Automated Net tools come to the rescue

One of the fundamental challenges facing network professionals is balancing ongoing responsibilities with reacting to daily events. Many spend the bulk of their time putting out fires or responding to unanticipated business requirements, often at the expense of dealing with the routine “care and feeding” of network operations.

A new generation of automated network management software and services is helping in-house staff address this challenge. These let network professionals establish regular patch-management procedures to safeguard against escalating security threats; and create system-monitoring routines to identify load imbalances, which could cause service disruptions or performance problems. They also discover, inventory and track assets to make sure that hardware and software licenses are up-to-date and that problems can be resolved faster.

Veteran network management professionals might ask what makes these new products and services so special, because plenty of network and system management (NSM) products and tools have performed such functions in the past. The difference is that the new software and services automate processes so that network staffs don’t have to initiate routine functions themselves.

An example of a software vendor offering this type of NSM automation is Kaseya. Kaseya’s software lets network professionals create scripts that automate patch management, auditing and discovery, remote desktop monitoring and management, help desk and trouble ticketing, software deployment and systems management, network policy management, and backup and disaster recovery.

A growing array of software as a service and managed service alternatives also perform these functions so that network professionals can focus on more important work. Just as business units are discovering the advantages of subscribing to software as a service applications from such companies as Salesforce.com and NetSuite to replace outmoded legacy applications from companies like Oracle and SAP, network professionals are beginning to recognize the benefits of using hosted management services to help them overcome the costs and hassles of using traditional NSM products.

For instance, Everdream is selling desktop management services via the software as a service model. Everdream offers on-demand, desktop management services that help network professionals automate the mundane but necessary tasks of asset and patch management, software compliance reporting and uptime monitoring. Everdream’s desktop management platform and user interface also integrate with Salesforce.com’s service-desk and CRM products, a feature that lets organizations maintain a single customer database rather than separate systems.

++++++++++++++++++++

● **Objective 1**: In two sentences, what does the article on automated network tools say?

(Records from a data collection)
++++++++++++++++++++

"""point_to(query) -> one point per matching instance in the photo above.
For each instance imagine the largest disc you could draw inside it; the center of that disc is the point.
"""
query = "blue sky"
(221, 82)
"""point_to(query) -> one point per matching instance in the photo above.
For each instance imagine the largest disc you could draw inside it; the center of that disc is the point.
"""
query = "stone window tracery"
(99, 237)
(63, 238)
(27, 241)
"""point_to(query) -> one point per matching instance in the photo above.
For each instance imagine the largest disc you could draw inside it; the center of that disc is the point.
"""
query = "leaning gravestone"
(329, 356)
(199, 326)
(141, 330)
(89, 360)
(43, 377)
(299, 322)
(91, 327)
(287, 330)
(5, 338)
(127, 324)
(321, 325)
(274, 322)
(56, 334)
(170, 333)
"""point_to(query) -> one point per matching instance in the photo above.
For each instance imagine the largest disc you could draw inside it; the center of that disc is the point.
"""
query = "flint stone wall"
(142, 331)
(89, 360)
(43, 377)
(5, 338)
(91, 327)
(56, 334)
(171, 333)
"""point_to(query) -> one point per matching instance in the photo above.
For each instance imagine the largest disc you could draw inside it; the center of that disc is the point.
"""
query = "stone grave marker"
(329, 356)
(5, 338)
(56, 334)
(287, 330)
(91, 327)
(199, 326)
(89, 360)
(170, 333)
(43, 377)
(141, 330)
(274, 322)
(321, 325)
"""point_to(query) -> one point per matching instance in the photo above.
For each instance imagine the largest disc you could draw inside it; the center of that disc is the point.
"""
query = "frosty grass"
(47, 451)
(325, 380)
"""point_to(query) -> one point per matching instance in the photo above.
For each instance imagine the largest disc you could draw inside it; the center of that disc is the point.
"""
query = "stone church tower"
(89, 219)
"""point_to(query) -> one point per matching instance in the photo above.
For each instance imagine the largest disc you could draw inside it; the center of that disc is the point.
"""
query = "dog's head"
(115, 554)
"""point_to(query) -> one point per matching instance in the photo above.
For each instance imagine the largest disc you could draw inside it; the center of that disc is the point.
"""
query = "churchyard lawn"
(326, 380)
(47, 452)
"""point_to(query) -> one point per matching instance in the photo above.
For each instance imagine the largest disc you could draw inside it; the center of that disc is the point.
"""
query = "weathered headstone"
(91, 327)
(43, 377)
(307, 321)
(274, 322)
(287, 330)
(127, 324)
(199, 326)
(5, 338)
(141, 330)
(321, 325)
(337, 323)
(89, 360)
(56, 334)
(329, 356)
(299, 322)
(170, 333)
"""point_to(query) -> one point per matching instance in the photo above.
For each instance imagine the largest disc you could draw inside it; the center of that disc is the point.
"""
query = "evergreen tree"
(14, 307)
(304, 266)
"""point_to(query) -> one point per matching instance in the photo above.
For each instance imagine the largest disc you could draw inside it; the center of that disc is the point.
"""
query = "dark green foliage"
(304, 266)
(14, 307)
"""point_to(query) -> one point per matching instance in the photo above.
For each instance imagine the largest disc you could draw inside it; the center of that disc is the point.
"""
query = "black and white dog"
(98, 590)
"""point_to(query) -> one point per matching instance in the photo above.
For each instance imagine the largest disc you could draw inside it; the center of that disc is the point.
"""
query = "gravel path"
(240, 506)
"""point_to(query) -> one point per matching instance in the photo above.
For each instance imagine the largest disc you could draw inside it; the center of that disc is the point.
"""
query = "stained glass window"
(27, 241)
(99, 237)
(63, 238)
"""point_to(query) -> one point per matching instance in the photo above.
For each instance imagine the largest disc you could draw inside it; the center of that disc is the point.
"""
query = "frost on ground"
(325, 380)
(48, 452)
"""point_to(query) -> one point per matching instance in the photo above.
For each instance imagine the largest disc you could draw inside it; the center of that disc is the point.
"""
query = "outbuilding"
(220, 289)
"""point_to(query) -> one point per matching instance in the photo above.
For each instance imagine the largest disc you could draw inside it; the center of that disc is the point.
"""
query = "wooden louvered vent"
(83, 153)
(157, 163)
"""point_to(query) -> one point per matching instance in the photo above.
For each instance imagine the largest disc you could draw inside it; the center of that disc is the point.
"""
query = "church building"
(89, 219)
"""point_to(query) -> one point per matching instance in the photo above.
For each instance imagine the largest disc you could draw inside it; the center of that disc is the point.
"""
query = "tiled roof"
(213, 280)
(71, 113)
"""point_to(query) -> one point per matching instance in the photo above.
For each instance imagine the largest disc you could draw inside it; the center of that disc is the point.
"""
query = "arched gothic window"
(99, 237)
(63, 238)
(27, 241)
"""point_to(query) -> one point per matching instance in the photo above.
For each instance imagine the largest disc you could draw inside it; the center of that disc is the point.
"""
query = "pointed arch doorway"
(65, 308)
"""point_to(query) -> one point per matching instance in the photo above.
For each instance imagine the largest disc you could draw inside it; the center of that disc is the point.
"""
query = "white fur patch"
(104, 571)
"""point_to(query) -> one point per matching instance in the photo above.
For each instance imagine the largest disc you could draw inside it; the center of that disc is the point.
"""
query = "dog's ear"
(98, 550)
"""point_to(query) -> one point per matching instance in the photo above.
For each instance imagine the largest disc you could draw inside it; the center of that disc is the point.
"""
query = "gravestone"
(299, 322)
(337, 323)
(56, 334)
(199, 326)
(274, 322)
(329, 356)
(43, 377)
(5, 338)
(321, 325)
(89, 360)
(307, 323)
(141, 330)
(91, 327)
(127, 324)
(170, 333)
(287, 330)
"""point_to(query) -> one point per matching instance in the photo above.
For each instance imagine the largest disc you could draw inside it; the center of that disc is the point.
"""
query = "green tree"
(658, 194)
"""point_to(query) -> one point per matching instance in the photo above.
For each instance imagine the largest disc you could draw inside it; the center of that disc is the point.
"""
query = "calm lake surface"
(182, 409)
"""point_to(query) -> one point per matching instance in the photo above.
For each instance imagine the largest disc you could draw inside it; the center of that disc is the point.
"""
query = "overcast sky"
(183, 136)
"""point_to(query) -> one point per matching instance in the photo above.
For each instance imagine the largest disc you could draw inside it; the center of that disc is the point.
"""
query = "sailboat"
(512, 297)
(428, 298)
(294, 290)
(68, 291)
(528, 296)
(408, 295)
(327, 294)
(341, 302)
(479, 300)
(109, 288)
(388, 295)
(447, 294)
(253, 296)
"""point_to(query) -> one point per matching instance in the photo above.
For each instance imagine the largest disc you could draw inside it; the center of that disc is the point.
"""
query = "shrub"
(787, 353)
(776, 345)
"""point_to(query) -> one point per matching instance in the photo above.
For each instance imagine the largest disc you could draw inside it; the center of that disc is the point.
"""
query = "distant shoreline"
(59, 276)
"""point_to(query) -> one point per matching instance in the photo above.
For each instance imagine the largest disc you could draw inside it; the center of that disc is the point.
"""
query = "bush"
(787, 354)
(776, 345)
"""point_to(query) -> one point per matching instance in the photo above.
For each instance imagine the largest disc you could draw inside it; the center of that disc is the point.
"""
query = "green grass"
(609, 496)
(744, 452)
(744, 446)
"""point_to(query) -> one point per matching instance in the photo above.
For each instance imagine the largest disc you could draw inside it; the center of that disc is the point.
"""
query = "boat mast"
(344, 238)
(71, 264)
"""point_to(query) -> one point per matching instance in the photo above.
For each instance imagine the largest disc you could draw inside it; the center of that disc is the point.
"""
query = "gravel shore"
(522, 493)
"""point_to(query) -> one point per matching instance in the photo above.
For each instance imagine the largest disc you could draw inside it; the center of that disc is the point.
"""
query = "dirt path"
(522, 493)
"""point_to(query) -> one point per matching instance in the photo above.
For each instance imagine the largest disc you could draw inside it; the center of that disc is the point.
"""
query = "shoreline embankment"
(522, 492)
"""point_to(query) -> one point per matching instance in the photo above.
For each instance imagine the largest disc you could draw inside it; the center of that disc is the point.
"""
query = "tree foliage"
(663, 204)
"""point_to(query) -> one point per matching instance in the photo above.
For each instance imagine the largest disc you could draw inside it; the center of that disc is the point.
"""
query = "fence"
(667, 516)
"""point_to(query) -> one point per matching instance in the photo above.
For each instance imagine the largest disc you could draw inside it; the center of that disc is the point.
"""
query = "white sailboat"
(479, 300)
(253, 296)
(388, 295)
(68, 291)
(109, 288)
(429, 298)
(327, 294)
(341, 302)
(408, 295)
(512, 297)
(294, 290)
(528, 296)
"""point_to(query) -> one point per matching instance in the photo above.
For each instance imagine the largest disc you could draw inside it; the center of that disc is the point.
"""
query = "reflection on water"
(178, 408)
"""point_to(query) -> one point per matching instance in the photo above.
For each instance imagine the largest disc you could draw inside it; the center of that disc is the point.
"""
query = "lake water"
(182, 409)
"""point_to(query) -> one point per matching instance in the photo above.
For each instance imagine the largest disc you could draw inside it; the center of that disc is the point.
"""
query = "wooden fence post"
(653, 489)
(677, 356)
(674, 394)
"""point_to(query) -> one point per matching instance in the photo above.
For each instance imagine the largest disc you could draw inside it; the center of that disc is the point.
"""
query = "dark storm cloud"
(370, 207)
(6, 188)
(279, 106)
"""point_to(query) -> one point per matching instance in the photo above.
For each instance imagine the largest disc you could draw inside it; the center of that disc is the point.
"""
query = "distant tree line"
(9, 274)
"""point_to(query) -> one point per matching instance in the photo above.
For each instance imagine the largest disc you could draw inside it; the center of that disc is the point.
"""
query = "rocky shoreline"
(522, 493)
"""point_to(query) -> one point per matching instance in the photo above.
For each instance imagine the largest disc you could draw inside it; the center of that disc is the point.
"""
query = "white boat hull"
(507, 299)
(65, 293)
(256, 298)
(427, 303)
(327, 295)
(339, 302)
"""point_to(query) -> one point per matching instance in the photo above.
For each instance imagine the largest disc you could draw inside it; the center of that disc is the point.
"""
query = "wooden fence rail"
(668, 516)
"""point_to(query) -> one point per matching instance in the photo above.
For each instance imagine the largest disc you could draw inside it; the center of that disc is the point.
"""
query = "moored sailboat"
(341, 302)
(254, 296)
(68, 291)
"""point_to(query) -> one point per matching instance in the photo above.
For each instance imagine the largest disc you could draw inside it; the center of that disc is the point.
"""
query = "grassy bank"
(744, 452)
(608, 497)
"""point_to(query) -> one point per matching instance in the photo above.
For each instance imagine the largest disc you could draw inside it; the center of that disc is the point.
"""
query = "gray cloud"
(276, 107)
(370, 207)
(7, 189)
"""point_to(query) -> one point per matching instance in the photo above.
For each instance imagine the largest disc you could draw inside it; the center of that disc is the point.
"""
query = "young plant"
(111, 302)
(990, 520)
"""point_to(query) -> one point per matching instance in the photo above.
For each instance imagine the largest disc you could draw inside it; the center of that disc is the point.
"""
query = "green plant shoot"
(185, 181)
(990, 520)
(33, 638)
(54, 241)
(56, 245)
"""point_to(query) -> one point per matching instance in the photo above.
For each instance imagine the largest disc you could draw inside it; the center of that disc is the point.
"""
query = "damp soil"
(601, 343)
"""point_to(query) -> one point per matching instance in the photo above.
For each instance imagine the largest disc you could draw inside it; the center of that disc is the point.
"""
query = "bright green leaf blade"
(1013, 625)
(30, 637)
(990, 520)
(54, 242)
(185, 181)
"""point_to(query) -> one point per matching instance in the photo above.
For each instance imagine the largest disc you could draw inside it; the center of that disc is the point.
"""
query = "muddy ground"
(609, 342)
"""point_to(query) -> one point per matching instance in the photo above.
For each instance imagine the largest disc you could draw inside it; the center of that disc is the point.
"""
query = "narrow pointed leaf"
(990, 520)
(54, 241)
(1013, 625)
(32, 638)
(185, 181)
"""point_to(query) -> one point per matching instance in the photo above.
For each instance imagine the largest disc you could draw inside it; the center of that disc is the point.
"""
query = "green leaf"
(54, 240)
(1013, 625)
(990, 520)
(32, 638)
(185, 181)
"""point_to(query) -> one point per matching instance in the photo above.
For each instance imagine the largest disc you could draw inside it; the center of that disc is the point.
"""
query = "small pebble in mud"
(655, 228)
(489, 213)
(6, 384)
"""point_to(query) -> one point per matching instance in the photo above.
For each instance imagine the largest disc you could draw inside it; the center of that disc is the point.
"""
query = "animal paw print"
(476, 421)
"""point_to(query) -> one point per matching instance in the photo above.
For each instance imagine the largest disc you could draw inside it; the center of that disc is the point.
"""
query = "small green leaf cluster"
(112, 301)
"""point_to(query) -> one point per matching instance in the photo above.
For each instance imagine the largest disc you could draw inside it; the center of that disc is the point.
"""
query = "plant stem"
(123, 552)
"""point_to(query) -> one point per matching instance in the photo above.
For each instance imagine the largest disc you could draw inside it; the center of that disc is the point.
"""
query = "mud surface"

++++++++++++++++++++

● **Objective 2**: How many lines of the records contain the string "pointed", with case counting? Reply with the number only.

● **Complete response 1**: Network professionals often spend most of their time reacting to daily events instead of handling routine operations. A new generation of automated network management software and services, such as Kaseya's software and Everdream's on-demand desktop management services, addresses this by automating tasks like patch management, system monitoring and asset tracking so staff don't have to initiate routine functions themselves.

● **Complete response 2**: 2